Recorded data
····················

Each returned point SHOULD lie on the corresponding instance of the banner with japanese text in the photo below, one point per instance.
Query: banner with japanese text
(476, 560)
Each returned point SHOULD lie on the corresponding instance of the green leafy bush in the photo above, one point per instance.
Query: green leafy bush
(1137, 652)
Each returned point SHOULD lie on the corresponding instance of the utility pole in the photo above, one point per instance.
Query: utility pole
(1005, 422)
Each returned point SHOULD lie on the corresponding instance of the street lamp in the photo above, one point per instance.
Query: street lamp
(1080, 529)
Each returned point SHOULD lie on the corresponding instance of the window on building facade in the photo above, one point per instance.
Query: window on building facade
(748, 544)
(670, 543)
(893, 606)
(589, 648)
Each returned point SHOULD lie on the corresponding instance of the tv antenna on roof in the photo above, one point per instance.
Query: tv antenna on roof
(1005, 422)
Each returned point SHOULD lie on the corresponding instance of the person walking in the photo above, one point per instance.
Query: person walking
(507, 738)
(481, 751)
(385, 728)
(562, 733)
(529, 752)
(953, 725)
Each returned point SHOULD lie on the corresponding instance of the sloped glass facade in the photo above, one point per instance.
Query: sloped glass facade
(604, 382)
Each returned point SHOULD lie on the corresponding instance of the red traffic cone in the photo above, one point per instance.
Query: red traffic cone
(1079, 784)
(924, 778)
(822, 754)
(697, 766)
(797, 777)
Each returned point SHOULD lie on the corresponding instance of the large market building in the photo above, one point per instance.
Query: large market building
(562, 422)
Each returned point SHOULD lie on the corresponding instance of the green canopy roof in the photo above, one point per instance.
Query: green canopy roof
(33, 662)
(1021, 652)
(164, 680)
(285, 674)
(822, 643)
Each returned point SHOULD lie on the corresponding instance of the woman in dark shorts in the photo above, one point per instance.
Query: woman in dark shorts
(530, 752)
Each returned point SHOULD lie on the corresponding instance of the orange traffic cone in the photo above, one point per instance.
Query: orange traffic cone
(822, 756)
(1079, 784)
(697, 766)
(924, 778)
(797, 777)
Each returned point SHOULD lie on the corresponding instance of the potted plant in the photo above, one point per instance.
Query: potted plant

····················

[What to produce] Shift every answer coordinate by adding 75 to it, and write out all the data between the line containing "of the orange" and the end of the data, inclusive. Copy every other line unchanged.

[Solution to the exercise]
Each returned point SHOULD lie on the corresponding instance of the orange traffic cone in the photo above, one point per instance.
Query: orange traffic cone
(897, 831)
(1154, 859)
(772, 841)
(999, 853)
(872, 852)
Each returned point SHOULD lie on the corresponding instance of the potted plant in the photo above, one point per instance.
Query: potted plant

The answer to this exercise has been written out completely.